→ TASK GOAL
Copy every one of the records below word for word, but leave the pictures out of your copy.

→ DATA ENTRIES
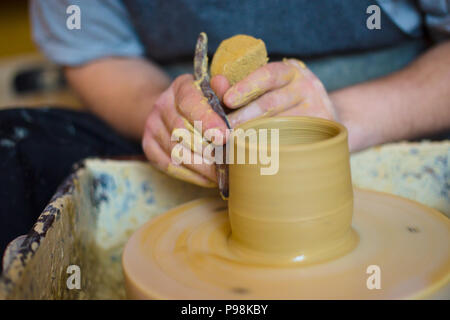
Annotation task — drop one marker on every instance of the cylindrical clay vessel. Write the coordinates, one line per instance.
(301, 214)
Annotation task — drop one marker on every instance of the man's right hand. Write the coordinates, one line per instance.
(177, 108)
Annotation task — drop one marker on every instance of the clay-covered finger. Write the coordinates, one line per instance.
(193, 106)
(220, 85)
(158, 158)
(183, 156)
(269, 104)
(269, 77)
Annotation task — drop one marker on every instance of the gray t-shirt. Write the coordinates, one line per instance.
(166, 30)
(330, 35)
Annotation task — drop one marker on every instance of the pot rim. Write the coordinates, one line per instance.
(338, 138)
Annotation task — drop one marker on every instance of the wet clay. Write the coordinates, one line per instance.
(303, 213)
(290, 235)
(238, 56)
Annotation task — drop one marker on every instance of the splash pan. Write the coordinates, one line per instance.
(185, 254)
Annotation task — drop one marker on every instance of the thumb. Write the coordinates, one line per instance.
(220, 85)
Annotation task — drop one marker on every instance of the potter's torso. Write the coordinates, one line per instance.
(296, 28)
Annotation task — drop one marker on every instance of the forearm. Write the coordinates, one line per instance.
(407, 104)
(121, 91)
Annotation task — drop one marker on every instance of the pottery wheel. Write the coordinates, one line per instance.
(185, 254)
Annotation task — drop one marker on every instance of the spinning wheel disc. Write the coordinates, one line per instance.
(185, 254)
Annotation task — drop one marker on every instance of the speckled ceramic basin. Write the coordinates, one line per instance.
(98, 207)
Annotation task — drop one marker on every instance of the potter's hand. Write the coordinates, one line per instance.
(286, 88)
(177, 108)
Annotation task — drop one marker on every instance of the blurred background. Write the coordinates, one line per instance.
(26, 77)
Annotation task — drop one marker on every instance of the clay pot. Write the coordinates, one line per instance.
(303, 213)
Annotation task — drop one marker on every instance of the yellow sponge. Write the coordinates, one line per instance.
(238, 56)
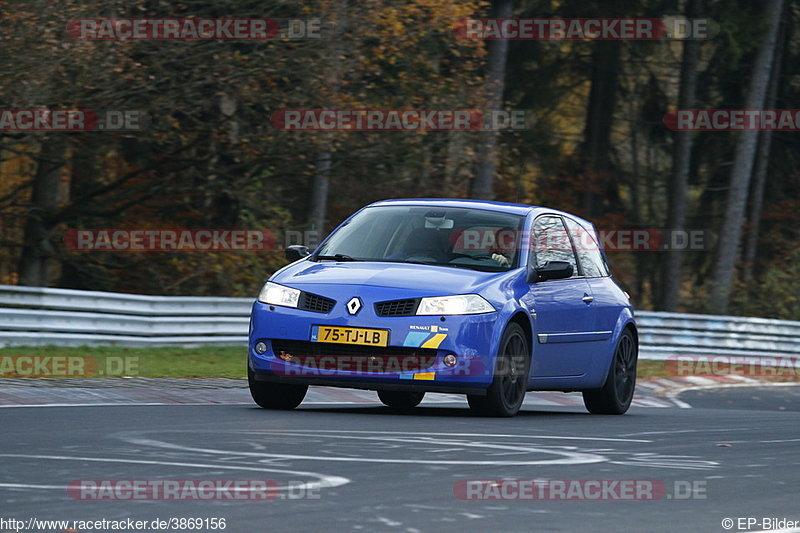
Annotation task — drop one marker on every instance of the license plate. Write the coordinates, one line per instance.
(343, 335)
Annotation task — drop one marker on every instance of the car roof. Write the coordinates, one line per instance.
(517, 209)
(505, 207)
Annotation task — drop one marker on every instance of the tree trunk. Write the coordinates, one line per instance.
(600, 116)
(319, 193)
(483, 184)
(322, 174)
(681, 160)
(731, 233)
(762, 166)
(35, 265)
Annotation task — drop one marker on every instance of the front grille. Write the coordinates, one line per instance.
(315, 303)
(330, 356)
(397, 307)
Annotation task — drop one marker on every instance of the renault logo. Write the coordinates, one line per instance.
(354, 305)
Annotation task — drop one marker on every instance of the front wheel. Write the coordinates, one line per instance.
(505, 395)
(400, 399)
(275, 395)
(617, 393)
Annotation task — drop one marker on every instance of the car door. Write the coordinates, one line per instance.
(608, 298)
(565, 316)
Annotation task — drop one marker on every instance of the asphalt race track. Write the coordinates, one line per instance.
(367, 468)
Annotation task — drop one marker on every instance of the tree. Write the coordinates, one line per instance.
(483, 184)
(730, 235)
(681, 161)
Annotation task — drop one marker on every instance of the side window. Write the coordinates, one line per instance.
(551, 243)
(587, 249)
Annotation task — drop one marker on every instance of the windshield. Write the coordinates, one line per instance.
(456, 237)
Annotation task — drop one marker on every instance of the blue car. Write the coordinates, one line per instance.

→ EXERCISE ANSWER
Annotation task — drop one marker on every instance of the cylindrical clay vessel. Write the coordinates, one line per instance.
(301, 214)
Annotation task — drop one marker on every instance of the man's right hand. Write the coordinates, one line per instance.
(177, 108)
Annotation task — drop one marker on every instance of the clay-covered finger. Write the coordinates, one line per instance.
(193, 106)
(220, 85)
(158, 158)
(183, 156)
(269, 104)
(269, 77)
Annotation task — drop one marker on every instance of the gray t-shirt. Write the coordinates, one line per instance.
(166, 30)
(330, 35)
Annotation task — drop one marker on every instance of the pot rim. Write the coordinates, one line per instance.
(338, 138)
Annotation task — drop one marker on every instance of the wet clay. Write the coordinates, one line per instance.
(303, 213)
(290, 235)
(238, 56)
Annotation task — drop one marker on every instance of the splash pan. Write the coordinates, one line per instance.
(185, 254)
Annotation task — drop one marker on every instance of the thumb. Write the coordinates, one line per instance.
(220, 85)
Annotation task — drop one marker on every instance of the potter's torso. Write the coordinates, one line per instance.
(296, 28)
Annotation task — drop one marker on every instance of the forearm. Write the coordinates, one line per instance.
(407, 104)
(121, 91)
Annotation task — drop one marker on every instance of the pottery wheel. Write the coordinates, one line per instance.
(185, 254)
Annotation task — drop one marker on every instance of the spinning wheel disc. Write the coordinates, one line per instance.
(185, 254)
Annotation task — drop one marker on every instance of the speckled ceramic basin. Write the coordinates, one line per instance.
(98, 207)
Annotation task — drop one marker on every instance of the potter's hand. Write the coordinates, one line per instance.
(286, 88)
(177, 108)
Annotation task — drop one marker on every instance of the blurred background. Write the coordinates, one line per instance.
(26, 77)
Annotation task — drop one marker on every instance of the clay pot. Write the coordinates, one line per instance.
(303, 213)
Annotation task — drop one marker on every instance of the yellow sponge. Write the coordinates, one line per instance.
(238, 56)
Annotation task — drop one marker on every instance of the license plate. Write the coordinates, one line per instance.
(343, 335)
Annotation task — drop one marker on every instance of the car roof. Write the coordinates, one line per instance.
(517, 209)
(505, 207)
Annotation task — drop one marker on every instance of the tree trunk. Write the coordinates, one line per instance.
(600, 116)
(319, 193)
(483, 184)
(322, 174)
(681, 160)
(731, 233)
(762, 166)
(35, 265)
Annotation task — drop one marker on every instance of the front grille. Write the coordinates, one line per instance.
(315, 303)
(330, 356)
(397, 307)
Annotation task — drop one marker on every instance of the renault logo. Write the coordinates, one line per instance.
(354, 305)
Annotation task — drop one marker on every instance of the front wheel. Write the coordinates, one line per instance.
(505, 395)
(400, 399)
(275, 395)
(617, 393)
Annotation task — drop one marker on every instance of the car door. Write the coordinates, one line per instance.
(608, 298)
(565, 316)
Annotation task — drop one marker on every instance of the asphalt race track. Write the coordinates, one line per instance.
(367, 468)
Annotation task — drop one marker on every instance of the tree. Write the coordinates, one line per instance.
(483, 184)
(730, 235)
(681, 161)
Annotation task — drop one marker on every instance of the side window. Write the coordinates, one line per instance.
(551, 243)
(587, 249)
Annotation task — drop one marker on every instance of the windshield. Write the coordinates, one line per instance.
(456, 237)
Annotation task — drop one marker on every instance of the blue car. Write the coordinates, one line per instance.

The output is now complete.